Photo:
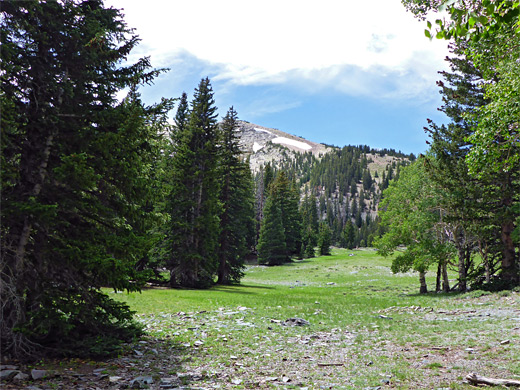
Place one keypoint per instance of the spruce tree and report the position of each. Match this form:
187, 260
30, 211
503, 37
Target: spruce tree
77, 174
272, 249
236, 198
287, 196
194, 198
349, 234
324, 239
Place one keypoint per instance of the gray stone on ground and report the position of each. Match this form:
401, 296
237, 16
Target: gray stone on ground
296, 322
7, 375
38, 374
141, 382
21, 377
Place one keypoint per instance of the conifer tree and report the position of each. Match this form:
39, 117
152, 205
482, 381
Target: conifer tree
77, 173
236, 198
349, 235
324, 240
194, 198
287, 196
272, 249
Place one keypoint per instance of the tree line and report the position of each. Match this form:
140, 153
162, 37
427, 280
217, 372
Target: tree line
459, 204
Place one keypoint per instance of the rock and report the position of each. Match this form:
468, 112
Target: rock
21, 377
7, 375
98, 371
114, 379
7, 367
296, 322
38, 374
141, 382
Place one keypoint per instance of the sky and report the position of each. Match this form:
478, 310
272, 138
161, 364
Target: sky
338, 72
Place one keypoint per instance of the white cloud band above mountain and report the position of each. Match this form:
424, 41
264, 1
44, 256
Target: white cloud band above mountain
272, 42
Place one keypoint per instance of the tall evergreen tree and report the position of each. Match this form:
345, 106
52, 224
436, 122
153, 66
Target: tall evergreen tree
194, 199
76, 172
236, 197
288, 197
324, 239
272, 249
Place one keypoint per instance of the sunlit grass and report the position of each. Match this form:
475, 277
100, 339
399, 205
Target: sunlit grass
364, 314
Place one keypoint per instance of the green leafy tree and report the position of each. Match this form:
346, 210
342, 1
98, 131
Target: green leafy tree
410, 212
490, 31
194, 204
236, 198
76, 173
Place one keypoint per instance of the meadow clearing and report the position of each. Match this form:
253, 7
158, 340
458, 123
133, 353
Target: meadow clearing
367, 329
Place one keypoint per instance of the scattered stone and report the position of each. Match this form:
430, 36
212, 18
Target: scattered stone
114, 379
7, 375
21, 377
141, 382
296, 322
38, 374
7, 367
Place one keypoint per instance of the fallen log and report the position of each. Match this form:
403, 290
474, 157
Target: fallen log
476, 379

◆ ◆ ◆ ◆ ◆

EXERCISE BRIEF: The answer must consist of the entries above, reproduced word for word, without any pictures.

RESPONSE:
Photo:
Place one keypoint per instance of the spruce tree and report the position of each. Match this form:
187, 260
30, 211
503, 37
Target: spruce tree
77, 174
272, 249
236, 198
287, 196
194, 198
349, 234
324, 239
Place one keypoint per instance of the gray stone on ground and report the position of each. Match this form:
401, 296
237, 16
Target: gray stone on ground
296, 322
7, 375
38, 374
141, 382
21, 377
Place one keypoint per instance of the conifer tree and report the position of each. Match this form:
39, 117
152, 205
482, 381
Target: conifer tree
77, 173
236, 198
349, 235
324, 240
194, 198
287, 196
272, 249
Place one keypoint per instance of the tree line and report the position of each. Match this form:
140, 153
162, 37
427, 280
217, 372
Target: tree line
459, 204
Place one keypoint per instance of the rock and report the position of each. Match this form:
468, 112
Target: rock
21, 377
7, 375
98, 371
114, 379
7, 367
296, 322
38, 374
141, 382
Place one keypoint per instance of the sky and report the position of each. Match this form:
478, 310
272, 138
161, 364
Target: sky
338, 72
Place one keypoint per instance of the white cloud band above mountain and report the position of each. Match this form:
424, 41
264, 1
44, 256
Target: white cloud band above mountain
272, 42
Place one keypoint per instance of the tall evergreen tree and report the position of each. Match this form:
345, 106
52, 224
436, 122
153, 66
Target: tall evergreen tree
194, 199
76, 172
236, 197
288, 197
324, 239
272, 249
Place one keypoint per instance of the sunlit grass and report the position of each. Match this form:
475, 277
100, 339
399, 205
Target: sunlit grass
364, 314
Place one keypoint per instance of the green leafy tree and report the position of each. Match this form:
346, 210
342, 1
98, 131
Target: green leafy tree
410, 212
490, 31
194, 204
236, 198
76, 173
Place one keypoint per instance of the meadow clearing and report the position of each. Match this form:
253, 7
158, 340
458, 123
133, 353
Target: meadow clearing
367, 329
Place one keypoint per instance of the scattered stone and report the position of each. Match this form:
430, 36
212, 18
Target: scattered stone
114, 379
7, 375
21, 377
141, 382
296, 322
38, 374
7, 367
Place one keypoint per instance of the fallen log and report the position of each. Match this form:
403, 290
474, 157
Target: fallen log
476, 379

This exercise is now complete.